§ **RECORDED DATA**:
***

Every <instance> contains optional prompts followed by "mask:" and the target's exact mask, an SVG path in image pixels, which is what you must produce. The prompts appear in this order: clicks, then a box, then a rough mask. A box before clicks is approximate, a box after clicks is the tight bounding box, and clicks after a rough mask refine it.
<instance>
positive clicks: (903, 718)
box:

***

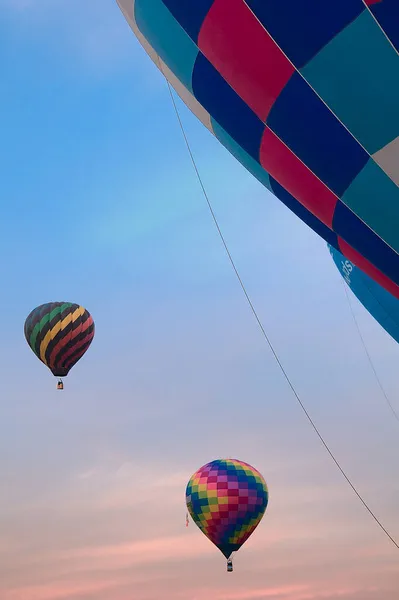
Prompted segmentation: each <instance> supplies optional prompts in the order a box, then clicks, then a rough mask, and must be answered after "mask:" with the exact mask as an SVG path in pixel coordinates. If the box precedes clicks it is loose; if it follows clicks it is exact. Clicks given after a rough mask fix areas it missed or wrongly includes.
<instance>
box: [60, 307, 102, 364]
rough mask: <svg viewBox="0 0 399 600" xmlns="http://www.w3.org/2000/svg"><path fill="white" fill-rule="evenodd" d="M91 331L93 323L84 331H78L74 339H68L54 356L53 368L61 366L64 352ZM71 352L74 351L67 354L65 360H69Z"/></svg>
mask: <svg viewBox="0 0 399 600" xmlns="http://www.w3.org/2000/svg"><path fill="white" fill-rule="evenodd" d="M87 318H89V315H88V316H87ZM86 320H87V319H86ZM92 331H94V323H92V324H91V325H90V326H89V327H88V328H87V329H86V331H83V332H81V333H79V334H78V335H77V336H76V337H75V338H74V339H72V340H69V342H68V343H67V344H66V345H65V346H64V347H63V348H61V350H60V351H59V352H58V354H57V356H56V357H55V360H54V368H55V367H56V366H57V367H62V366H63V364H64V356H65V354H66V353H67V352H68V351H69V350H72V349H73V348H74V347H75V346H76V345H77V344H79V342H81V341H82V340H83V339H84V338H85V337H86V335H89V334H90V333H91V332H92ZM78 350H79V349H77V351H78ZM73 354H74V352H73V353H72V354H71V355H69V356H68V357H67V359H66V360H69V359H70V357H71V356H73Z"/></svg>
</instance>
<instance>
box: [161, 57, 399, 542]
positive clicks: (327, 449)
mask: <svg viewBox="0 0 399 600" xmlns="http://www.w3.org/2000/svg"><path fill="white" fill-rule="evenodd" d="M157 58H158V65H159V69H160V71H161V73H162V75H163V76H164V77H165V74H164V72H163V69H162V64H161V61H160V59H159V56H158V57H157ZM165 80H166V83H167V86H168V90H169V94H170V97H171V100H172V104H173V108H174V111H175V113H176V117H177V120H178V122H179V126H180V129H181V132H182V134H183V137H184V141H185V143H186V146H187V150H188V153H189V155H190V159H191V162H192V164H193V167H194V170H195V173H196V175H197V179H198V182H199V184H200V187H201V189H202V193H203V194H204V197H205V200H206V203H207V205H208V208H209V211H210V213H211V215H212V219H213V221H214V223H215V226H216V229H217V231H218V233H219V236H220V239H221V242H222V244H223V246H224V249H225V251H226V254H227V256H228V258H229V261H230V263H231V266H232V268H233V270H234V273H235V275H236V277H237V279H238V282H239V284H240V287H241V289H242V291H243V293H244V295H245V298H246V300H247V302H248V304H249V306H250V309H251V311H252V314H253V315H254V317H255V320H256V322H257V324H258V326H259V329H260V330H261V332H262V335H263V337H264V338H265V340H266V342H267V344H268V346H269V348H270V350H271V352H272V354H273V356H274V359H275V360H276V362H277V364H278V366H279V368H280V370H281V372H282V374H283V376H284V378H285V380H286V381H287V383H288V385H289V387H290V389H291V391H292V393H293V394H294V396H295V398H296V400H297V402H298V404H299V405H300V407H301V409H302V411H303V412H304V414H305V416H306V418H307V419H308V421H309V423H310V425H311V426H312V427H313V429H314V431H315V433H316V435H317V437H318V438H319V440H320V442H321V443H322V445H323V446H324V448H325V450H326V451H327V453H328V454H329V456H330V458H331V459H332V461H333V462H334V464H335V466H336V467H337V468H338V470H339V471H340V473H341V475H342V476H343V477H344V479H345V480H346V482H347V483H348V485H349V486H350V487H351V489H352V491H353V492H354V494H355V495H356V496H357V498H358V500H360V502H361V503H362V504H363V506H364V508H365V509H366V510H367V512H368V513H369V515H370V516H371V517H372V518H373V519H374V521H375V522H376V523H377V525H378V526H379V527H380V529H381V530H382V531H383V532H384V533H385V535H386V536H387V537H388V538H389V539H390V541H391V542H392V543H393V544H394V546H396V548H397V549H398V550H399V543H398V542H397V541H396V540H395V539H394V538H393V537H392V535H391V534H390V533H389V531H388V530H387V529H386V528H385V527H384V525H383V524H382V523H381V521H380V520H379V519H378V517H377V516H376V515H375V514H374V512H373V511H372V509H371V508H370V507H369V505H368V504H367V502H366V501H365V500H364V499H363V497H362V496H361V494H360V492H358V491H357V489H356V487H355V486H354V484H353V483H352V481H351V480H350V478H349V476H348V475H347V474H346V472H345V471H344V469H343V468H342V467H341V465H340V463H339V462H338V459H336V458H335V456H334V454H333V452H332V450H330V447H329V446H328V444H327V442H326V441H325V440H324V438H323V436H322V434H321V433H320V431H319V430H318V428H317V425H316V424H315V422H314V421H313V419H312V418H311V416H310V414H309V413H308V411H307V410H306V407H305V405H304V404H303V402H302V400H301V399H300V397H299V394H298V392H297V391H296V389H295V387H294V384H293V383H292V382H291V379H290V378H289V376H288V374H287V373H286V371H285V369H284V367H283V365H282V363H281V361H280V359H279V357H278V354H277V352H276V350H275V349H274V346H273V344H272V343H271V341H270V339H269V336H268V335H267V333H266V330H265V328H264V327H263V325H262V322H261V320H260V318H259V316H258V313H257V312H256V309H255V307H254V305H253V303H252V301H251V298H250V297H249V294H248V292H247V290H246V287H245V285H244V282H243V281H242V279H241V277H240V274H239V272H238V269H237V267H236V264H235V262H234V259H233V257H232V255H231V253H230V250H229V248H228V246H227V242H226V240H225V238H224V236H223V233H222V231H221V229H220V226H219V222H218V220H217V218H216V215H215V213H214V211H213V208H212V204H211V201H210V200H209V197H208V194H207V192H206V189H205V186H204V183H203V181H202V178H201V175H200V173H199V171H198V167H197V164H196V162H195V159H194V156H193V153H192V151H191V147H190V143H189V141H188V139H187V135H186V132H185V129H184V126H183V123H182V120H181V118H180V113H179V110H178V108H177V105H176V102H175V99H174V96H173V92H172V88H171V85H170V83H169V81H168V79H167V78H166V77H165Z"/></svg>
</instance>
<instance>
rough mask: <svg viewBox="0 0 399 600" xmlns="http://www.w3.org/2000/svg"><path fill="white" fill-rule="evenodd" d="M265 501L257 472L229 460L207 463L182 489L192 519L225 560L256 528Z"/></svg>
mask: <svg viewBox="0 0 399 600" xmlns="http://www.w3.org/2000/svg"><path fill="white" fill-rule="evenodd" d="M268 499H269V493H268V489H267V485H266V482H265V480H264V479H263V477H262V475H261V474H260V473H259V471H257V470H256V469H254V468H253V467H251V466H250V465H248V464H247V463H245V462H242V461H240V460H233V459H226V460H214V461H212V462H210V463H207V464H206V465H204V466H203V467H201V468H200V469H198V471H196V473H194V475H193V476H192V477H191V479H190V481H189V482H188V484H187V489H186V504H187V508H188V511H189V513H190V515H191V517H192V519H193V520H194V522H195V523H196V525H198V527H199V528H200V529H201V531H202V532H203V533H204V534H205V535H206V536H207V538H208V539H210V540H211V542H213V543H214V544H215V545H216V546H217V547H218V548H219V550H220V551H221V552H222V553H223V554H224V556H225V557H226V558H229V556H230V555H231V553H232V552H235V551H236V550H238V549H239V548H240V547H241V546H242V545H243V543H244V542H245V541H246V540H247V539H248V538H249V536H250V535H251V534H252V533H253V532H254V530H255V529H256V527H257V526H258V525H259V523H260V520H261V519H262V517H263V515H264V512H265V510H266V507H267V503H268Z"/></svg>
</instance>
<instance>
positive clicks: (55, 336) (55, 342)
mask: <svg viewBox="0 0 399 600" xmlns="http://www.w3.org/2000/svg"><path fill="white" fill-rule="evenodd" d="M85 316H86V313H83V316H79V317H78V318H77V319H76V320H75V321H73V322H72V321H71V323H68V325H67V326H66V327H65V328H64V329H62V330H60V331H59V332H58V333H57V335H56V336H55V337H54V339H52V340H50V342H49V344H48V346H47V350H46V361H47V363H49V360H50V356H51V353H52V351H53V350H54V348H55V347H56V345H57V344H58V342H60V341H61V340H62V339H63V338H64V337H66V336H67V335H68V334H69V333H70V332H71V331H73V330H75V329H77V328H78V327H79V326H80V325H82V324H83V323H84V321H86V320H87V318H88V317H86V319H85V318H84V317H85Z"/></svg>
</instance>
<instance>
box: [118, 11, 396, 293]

***

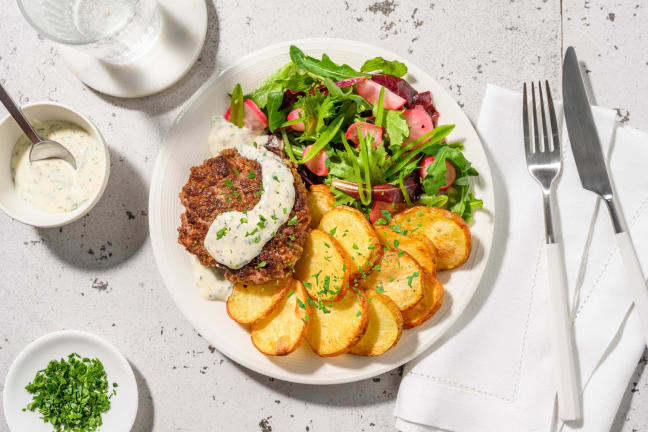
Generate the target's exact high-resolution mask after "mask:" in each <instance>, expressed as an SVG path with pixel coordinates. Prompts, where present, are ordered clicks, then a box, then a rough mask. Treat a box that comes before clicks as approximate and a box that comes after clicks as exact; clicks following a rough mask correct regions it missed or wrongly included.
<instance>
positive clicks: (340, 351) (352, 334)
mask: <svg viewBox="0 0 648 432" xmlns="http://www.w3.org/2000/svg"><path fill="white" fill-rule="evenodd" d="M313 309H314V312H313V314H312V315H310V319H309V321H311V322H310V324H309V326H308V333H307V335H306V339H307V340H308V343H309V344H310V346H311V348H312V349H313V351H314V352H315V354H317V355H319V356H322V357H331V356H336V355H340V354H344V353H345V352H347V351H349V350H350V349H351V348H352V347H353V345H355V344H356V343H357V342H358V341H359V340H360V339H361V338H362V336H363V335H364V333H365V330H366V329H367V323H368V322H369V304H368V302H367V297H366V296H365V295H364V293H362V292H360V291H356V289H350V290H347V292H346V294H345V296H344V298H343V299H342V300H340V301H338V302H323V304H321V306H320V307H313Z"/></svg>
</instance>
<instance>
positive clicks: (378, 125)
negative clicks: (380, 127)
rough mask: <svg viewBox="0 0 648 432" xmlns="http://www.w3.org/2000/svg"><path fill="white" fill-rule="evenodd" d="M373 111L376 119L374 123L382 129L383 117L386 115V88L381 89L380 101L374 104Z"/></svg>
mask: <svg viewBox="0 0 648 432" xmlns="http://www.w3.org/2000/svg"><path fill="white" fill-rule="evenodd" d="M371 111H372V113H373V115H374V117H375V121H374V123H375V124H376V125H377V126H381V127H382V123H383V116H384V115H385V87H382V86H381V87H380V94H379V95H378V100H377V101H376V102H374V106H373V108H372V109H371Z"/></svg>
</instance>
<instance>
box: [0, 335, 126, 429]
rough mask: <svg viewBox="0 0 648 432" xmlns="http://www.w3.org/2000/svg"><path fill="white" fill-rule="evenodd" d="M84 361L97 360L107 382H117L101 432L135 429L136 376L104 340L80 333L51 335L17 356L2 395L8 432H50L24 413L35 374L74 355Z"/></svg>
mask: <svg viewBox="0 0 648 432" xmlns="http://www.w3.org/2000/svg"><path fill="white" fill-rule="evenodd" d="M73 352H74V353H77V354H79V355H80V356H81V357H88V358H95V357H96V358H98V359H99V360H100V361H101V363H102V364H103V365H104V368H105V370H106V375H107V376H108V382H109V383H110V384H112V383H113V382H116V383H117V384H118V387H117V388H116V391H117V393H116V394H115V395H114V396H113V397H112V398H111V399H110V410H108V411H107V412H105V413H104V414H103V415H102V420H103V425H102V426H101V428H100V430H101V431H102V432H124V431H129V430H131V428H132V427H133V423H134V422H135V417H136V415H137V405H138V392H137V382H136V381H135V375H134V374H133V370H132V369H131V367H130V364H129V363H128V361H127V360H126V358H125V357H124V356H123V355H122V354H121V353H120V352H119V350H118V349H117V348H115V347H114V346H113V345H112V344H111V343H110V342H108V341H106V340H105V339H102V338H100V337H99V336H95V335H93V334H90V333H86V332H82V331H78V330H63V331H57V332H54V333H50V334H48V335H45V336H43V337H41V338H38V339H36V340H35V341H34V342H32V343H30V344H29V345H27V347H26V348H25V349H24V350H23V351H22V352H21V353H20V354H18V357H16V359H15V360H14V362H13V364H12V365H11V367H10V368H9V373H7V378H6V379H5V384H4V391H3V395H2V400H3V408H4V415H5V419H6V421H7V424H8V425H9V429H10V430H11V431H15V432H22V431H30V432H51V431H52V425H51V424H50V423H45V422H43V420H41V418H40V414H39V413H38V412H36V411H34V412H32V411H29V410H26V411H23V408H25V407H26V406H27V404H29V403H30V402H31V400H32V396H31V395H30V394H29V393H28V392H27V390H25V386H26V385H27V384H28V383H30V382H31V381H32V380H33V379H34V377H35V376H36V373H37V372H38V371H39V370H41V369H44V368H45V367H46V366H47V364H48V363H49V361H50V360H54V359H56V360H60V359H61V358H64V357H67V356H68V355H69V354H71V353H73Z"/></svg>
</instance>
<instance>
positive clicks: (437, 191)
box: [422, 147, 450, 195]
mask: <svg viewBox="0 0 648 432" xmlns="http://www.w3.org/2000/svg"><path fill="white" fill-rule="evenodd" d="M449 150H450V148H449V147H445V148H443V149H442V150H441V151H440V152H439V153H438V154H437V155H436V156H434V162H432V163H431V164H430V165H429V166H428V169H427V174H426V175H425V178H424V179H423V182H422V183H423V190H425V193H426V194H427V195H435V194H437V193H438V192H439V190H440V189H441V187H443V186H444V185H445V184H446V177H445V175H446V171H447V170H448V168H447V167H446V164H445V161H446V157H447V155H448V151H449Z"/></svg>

***

§ **WHAT YOU ARE ASKED TO DO**: Pull out every row that contains the word "before" and copy each one in full. Case counts.

§ **RESULT OF THIS EXERCISE**:
Every <instance> contains optional prompts followed by "mask:" and the target's exact mask, an SVG path in image pixels, which is what you must produce. The prompts appear in this order: clicks, then a box, then a rough mask. A box before clicks is approximate, a box after clicks is the tight bounding box, and clicks after a rough mask refine it.
Generate the target's exact high-resolution mask after "mask:" in each <instance>, expressed as an SVG path with pixel coordinates. Prompts, where present, are ordered clicks, then a box, then a rough mask. Treat a box that comes before clicks as approximate and a box that comes after clicks as exact; clicks following a rough mask correct regions it missed or wrongly included.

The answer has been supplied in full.